◆ **Extract provided**
When generating superscripts, the oeiupac library currently uses the
caret and curly braces representation. Hence ‘$l^{5}’ represents the
Greek character lambda followed by a superscript five, i.e.
. Similarly, ‘pentacyclo[4.2.0.0^{2,5}.0^{3,8}.0^{4,7}]octane’ would
be the von Baeyer system name for cubane, i.e.
pentacyclo
octane.
Multiple components in a disconnected molecule, apart from common salts and counter ions, are separated from each other by a semicolon followed by a space. Mixtures containing salts are written ordering the cations, before the compound name, followed by anions, finally followed by any common neutral molecules (e.g. hydrate or hydrochloride).
The Lexichem compound naming functionality supports the generation of several styles of compound name. The currently predefined name styles are OpenEye (the default), IUPAC, CAS, Traditional and Systematic. OpenEye names loosely correspond to the kinds of names familiar to a medicinal chemist. These names are intended to be a subset of the IUPAC 2005 standard’s acceptable names, but not necessarily the PIN (Preferred IUPAC Name). These correspond to the types of names found in a Sigma-Aldrich catalog or a Journal of Medicinal Chemistry article for example.

◆ **Source data**
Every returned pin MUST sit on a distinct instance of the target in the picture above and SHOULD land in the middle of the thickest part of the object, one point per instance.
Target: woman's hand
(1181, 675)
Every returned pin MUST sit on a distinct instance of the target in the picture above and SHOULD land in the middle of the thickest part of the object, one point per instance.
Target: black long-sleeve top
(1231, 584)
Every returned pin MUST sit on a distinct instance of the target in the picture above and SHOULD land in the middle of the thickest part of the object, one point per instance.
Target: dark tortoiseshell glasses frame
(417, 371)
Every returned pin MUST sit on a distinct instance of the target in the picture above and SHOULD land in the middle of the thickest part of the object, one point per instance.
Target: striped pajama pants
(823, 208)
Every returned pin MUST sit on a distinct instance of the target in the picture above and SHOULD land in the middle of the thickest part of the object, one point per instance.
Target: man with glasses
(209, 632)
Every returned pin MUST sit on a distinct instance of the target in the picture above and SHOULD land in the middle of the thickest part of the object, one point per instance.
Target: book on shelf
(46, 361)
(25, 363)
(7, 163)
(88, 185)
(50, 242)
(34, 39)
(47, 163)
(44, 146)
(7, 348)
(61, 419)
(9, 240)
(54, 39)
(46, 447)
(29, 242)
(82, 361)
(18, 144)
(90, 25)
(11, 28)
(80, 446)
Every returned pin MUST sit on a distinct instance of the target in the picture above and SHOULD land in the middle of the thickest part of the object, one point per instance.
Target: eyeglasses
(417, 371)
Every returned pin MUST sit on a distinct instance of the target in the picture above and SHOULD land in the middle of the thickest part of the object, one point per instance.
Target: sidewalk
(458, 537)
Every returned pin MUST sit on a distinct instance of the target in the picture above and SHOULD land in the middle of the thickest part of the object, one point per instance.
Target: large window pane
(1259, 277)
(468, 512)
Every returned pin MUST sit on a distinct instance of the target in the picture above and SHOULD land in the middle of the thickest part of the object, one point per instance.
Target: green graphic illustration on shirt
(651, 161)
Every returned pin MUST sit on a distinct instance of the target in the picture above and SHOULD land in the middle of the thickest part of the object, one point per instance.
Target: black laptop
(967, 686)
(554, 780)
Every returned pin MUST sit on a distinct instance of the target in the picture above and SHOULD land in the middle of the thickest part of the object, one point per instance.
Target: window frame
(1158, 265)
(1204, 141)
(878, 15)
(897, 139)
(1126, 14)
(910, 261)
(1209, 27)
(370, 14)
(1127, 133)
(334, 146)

==

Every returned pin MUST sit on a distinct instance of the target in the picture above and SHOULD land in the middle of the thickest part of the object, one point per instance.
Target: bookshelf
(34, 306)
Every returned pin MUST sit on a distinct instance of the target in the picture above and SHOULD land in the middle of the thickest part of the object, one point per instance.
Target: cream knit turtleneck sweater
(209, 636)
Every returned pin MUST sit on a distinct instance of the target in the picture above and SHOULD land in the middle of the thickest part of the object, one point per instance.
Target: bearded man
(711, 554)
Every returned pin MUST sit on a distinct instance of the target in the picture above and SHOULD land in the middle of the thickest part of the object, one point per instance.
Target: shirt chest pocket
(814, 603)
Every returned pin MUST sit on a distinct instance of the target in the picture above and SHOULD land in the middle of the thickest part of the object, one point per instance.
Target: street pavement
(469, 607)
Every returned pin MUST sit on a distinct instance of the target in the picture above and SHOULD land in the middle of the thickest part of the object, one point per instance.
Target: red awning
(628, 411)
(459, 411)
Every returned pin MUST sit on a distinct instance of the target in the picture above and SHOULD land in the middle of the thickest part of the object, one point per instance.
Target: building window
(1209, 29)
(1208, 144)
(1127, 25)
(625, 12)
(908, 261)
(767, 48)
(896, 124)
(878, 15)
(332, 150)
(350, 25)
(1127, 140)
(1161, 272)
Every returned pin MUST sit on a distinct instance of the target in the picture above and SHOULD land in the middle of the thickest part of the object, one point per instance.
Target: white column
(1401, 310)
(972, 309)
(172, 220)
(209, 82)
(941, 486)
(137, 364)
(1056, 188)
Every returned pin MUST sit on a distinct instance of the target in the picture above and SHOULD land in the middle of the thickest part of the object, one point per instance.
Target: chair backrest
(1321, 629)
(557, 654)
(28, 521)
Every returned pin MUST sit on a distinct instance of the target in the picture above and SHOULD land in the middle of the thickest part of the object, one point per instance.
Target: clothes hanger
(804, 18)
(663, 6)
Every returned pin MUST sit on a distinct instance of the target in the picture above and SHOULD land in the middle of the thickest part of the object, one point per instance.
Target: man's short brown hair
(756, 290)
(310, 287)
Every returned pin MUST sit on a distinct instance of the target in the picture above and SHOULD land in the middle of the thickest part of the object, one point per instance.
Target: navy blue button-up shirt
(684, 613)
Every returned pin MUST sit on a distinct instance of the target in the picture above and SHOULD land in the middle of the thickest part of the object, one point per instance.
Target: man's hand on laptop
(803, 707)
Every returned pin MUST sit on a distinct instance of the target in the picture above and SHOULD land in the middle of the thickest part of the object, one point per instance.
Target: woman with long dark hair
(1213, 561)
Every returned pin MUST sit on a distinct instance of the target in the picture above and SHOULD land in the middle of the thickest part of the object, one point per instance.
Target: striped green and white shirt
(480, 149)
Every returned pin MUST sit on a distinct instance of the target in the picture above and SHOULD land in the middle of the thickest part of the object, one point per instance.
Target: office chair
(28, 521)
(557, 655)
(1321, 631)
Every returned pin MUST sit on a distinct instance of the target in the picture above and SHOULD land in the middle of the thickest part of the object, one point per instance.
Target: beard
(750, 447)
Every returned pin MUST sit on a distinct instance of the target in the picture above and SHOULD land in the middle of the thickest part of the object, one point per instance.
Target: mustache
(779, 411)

---

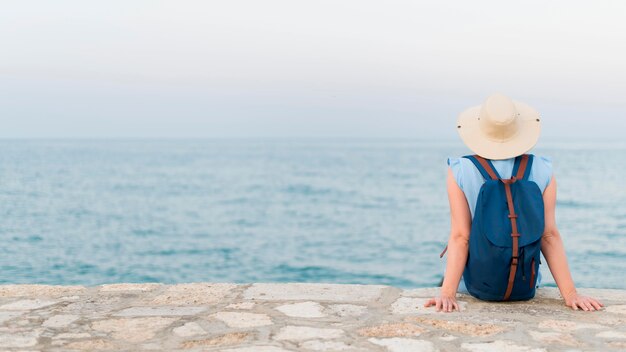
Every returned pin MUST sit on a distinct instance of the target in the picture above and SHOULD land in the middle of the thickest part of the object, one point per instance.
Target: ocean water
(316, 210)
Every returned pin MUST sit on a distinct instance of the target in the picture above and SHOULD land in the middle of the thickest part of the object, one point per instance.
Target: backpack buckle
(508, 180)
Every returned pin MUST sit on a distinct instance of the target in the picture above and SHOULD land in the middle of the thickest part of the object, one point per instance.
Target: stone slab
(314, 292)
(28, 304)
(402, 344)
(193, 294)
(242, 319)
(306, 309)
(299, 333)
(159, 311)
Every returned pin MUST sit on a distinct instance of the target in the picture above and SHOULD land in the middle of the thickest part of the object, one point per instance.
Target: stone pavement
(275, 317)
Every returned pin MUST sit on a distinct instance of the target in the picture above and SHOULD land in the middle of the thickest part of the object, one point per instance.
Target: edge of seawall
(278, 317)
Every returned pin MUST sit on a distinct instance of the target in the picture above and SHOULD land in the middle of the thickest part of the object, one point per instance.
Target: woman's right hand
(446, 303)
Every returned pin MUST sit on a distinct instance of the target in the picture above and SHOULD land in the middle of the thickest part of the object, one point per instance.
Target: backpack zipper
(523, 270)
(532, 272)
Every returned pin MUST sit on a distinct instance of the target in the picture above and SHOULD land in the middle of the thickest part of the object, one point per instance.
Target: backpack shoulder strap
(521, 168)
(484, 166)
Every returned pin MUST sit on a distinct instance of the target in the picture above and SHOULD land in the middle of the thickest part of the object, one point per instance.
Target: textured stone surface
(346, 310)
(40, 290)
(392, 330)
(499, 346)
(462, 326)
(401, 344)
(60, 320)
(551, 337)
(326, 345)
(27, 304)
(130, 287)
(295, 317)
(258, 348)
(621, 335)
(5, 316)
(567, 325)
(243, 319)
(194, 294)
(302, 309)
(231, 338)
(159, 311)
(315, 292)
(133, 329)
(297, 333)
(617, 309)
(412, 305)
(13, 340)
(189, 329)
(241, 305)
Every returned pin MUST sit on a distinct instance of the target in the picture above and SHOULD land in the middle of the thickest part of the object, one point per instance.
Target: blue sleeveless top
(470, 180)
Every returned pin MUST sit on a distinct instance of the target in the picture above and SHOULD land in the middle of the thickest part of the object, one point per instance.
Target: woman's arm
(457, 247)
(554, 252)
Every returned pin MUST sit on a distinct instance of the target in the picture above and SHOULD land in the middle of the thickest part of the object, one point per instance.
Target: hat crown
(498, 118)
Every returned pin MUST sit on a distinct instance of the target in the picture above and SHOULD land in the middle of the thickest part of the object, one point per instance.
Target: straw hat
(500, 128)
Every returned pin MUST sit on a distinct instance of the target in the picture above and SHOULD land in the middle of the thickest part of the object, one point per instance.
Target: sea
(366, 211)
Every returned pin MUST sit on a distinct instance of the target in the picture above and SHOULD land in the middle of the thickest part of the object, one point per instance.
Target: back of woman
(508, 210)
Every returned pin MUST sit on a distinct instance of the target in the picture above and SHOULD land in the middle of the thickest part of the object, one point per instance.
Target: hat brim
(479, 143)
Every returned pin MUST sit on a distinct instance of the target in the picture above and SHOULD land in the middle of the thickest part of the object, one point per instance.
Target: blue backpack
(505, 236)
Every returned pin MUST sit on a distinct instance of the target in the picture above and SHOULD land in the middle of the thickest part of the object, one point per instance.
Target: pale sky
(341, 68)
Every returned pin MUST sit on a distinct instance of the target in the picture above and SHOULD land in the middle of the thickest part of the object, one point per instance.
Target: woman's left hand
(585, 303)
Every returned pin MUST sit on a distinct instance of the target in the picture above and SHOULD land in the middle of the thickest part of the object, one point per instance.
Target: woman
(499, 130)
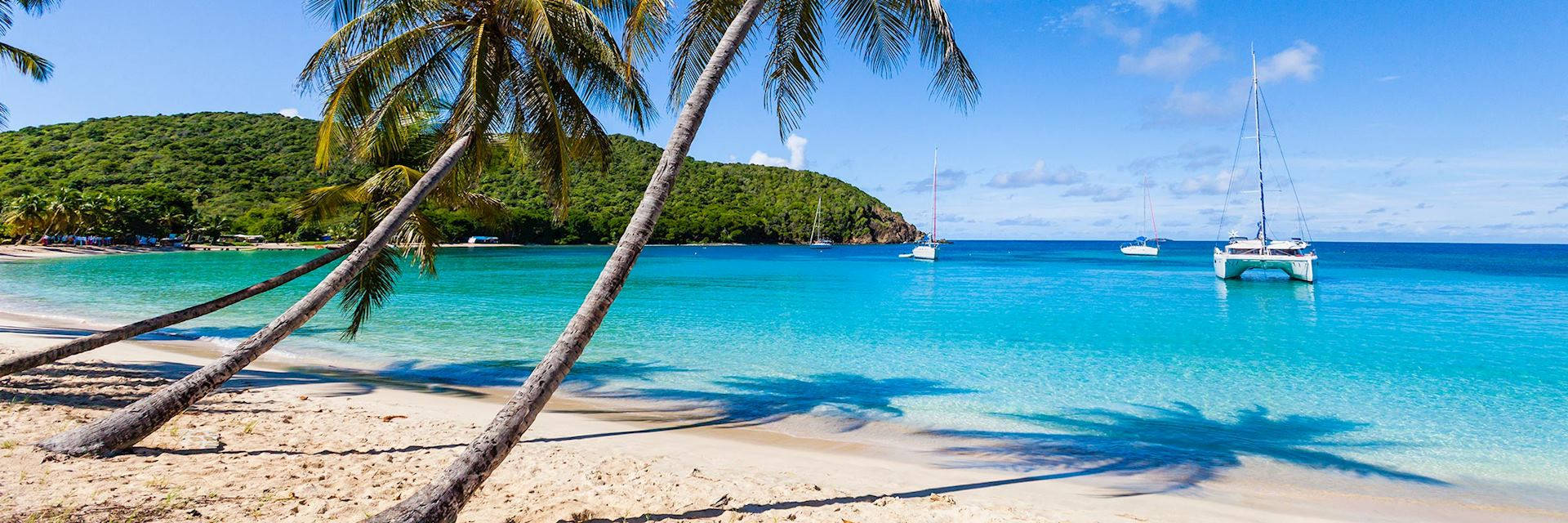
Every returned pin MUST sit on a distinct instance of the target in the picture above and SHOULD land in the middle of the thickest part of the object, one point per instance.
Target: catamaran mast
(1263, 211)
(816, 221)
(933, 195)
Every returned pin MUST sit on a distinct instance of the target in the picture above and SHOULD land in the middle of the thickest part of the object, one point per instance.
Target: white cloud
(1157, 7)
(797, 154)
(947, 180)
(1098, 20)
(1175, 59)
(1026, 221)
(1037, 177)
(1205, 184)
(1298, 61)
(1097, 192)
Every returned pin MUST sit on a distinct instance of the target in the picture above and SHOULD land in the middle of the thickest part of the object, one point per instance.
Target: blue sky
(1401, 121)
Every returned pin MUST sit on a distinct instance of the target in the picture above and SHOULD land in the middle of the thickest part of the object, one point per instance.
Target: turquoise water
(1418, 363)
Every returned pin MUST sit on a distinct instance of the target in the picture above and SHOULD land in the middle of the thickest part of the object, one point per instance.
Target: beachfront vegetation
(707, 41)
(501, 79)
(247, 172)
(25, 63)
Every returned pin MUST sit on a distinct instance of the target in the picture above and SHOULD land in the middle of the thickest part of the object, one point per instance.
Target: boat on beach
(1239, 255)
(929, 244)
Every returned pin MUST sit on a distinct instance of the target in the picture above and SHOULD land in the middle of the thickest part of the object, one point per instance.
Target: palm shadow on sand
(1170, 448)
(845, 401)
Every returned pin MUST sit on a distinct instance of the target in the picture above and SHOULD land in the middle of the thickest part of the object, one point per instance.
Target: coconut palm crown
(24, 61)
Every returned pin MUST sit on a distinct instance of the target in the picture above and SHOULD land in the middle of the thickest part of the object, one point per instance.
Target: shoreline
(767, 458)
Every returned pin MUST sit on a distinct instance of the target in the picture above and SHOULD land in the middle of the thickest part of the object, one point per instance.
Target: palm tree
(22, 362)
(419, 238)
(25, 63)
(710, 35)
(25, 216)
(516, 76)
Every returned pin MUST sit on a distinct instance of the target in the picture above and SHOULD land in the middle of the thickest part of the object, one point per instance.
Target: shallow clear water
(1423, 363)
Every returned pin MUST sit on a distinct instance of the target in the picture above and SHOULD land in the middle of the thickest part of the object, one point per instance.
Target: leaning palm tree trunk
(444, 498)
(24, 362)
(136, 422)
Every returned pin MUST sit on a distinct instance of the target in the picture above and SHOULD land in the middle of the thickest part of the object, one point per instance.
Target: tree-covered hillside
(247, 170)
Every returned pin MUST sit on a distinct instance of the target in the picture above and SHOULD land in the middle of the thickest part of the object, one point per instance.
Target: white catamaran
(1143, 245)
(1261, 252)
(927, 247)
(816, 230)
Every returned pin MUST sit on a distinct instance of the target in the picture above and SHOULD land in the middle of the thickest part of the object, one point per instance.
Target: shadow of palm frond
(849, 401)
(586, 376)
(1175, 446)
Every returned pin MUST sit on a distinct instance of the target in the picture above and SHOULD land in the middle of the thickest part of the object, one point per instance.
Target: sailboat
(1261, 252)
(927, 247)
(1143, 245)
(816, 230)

◆ **Your assignment**
Please reproduce the stretch of the compound-naming text from "When generating superscripts, the" through "for cubane, i.e.", word for word.

◆ **The completed task**
When generating superscripts, the oeiupac library currently uses the
caret and curly braces representation. Hence ‘$l^{5}’ represents the
Greek character lambda followed by a superscript five, i.e.
. Similarly, ‘pentacyclo[4.2.0.0^{2,5}.0^{3,8}.0^{4,7}]octane’ would
be the von Baeyer system name for cubane, i.e.